*Fragmento seleccionado*.
((
Segunda y última parte

Vale la pena, para los muy jóvenes (o menos enterados), recordar que el genio solitario de Rulfo pertenece a un grupo literario. Sus amigos, desde su natal Jalisco, fueron el actor y cuentista Juan José Arreola, y el filólogo y tardío novelista Antonio Alatorre. Mariana Frenk, ella misma escritora, es responsable de la traducción de Pedro Páramo, que extendió el prestigio de Rulfo por el mundo. (Margit Frenk, quien fue esposa de Alatorre, comparte conmigo la idea de que la fama de Rulfo en Europa proviene de la traducción de Doña Mariana).

¿Qué se puede decir de Juan Rulfo en su centenario? Sí, que es el más grande escritor del siglo XX mexicano. Que él, más que ninguno, merecía el Nobel y no lo obtuvo. Su fama, que es mundial, se apoya, más que en sus cuentos, (que en lo personal, prefiero) en su única y breve novela: Pedro Páramo

Esta obra se inicia con Juan Preciado que va en busca de su padre. Lo guía un arriero, que después sabremos que se llama Abundio, quien lo encamina a casa de Eduviges, una mujer amiga de Doloritas Preciado, esposa de Pedro Páramo.
))
*Tareas por realizar*.
**A)** Extrae sin cambios la parte del fragmento sobre Juan Rulfo que se abre con las palabras que contienen "Esta obra se" y se cierra con "de Pedro Páramo.".
**B)** Saca del listado, completa y sin alterarla, cada línea en la que aparezca la cadena "trunk".
El fragmento sobre Juan Rulfo no guarda ninguna relación con el listado.

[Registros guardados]
((
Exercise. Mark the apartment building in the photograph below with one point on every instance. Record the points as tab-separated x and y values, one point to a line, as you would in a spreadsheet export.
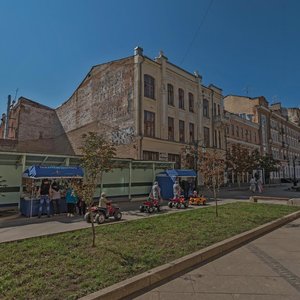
149	108
279	135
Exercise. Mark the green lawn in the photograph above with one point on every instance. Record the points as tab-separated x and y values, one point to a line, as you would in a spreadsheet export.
65	266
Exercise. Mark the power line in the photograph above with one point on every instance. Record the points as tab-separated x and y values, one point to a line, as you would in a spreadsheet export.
197	32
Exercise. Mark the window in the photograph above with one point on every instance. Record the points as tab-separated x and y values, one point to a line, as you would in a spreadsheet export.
175	158
170	129
170	94
205	108
149	86
181	131
181	98
191	102
192	132
206	137
149	155
149	123
215	138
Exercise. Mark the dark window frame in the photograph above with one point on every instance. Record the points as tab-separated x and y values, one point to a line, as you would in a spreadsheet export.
171	129
181	98
149	86
181	127
191	102
205	108
170	94
149	123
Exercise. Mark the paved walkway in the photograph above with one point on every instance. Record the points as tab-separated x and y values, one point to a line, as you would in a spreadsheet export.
19	228
265	269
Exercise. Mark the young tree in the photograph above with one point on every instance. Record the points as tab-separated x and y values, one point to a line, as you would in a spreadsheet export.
240	160
269	164
2	185
97	158
212	168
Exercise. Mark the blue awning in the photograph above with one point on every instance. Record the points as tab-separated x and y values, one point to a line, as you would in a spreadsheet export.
39	172
181	173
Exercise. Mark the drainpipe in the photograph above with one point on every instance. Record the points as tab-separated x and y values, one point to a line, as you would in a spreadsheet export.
139	59
7	117
130	180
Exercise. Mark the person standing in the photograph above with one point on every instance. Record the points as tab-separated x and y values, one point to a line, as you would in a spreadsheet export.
252	185
71	200
260	185
176	189
155	191
44	193
55	197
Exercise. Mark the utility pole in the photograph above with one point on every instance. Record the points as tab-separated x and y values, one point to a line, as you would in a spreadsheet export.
7	117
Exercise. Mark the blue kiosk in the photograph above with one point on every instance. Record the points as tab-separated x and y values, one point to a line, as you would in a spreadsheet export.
167	178
29	206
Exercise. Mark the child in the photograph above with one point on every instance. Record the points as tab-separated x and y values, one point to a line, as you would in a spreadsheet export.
195	194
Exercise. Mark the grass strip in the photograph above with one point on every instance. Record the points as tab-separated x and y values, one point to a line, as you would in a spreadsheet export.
65	266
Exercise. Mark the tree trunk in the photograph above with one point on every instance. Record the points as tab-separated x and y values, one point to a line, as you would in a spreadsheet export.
94	234
216	202
93	225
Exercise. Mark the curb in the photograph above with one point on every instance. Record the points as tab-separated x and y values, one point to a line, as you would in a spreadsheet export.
153	276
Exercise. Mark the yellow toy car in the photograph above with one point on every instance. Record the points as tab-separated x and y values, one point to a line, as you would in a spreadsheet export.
197	201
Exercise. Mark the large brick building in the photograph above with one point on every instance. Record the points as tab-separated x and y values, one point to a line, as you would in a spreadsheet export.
279	131
149	108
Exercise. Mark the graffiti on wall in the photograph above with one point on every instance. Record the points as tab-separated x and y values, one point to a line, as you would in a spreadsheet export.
122	136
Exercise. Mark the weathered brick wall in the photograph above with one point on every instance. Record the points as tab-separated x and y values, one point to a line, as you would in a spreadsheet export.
103	103
294	115
39	130
8	145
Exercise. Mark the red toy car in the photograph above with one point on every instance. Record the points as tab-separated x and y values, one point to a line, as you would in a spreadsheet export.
150	205
178	202
100	214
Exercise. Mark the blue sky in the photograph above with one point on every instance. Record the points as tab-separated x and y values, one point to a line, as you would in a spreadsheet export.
246	47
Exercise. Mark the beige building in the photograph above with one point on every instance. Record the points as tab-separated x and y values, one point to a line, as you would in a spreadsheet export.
279	135
149	108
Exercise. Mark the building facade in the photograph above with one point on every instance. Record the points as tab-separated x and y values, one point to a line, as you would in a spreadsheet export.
279	134
149	108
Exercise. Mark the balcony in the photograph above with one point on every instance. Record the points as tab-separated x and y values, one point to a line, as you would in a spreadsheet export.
220	120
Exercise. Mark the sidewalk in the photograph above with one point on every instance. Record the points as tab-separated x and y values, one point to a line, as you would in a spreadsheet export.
265	269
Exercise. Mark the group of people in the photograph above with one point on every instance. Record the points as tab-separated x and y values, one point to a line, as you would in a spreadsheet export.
178	190
256	185
50	194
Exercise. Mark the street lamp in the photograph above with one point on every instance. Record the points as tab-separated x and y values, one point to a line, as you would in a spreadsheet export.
294	166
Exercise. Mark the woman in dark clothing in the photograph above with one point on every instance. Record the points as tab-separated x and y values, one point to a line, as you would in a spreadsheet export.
44	193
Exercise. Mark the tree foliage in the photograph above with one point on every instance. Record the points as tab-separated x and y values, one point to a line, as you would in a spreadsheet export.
2	185
212	168
97	155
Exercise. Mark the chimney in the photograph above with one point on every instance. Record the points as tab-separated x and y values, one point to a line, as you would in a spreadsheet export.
138	50
7	117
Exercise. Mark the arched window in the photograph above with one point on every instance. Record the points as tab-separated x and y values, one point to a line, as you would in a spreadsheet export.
170	94
181	98
149	86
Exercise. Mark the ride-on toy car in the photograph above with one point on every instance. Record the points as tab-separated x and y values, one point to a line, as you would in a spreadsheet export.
197	200
100	214
178	202
150	205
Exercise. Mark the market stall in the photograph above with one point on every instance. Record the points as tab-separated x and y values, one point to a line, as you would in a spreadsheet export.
167	178
29	203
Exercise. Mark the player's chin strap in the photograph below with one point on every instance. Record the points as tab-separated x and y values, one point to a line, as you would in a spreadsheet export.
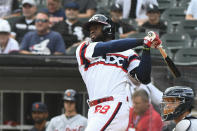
184	124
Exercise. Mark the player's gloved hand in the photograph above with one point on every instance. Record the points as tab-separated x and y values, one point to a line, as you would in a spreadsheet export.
152	40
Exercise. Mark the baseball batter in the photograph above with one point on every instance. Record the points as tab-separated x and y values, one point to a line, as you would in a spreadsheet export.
70	121
104	65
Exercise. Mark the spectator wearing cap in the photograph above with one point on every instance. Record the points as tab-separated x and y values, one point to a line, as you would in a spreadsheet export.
23	24
43	41
39	116
122	28
136	9
71	29
87	8
154	22
7	44
70	120
56	13
143	116
8	7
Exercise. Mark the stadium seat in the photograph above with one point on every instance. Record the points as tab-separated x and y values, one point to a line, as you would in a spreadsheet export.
174	41
174	15
195	43
188	26
131	22
165	4
183	3
187	56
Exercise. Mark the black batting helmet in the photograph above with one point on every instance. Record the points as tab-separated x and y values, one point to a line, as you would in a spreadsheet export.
69	95
108	28
176	101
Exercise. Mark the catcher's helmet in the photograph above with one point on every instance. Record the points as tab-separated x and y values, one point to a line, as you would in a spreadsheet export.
69	95
176	101
108	28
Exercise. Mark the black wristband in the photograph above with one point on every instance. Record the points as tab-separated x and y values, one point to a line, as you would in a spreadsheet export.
146	48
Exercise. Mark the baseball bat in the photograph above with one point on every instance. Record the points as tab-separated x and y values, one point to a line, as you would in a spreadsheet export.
175	72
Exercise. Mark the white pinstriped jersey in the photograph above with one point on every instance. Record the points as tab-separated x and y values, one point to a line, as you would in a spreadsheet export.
61	123
105	75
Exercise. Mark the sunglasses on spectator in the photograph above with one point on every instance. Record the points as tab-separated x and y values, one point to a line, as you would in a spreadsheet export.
41	20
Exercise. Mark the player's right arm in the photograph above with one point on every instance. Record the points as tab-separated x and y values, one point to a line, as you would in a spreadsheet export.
89	51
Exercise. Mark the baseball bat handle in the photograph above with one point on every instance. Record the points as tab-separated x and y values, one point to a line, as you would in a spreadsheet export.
174	70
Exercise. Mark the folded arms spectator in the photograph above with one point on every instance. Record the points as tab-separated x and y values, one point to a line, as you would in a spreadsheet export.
7	44
43	40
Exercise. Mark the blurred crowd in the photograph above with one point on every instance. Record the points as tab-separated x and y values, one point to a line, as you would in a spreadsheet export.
55	27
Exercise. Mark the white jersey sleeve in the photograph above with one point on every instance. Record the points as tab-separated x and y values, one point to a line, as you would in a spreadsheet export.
85	51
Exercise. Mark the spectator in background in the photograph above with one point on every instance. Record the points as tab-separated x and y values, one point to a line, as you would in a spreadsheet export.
71	29
191	13
122	28
87	8
154	23
42	41
136	9
70	120
7	7
7	44
23	24
39	116
142	115
56	13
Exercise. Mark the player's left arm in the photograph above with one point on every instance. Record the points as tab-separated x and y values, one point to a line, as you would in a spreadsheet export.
))
*Resultados por tarea*.
**A)**
Esta obra se inicia con Juan Preciado que va en busca de su padre. Lo guía un arriero, que después sabremos que se llama Abundio, quien lo encamina a casa de Eduviges, una mujer amiga de Doloritas Preciado, esposa de Pedro Páramo.

**B)**
Exercise. Mark the tree trunk in the photograph above with one point on every instance. Record the points as tab-separated x and y values, one point to a line, as you would in a spreadsheet export.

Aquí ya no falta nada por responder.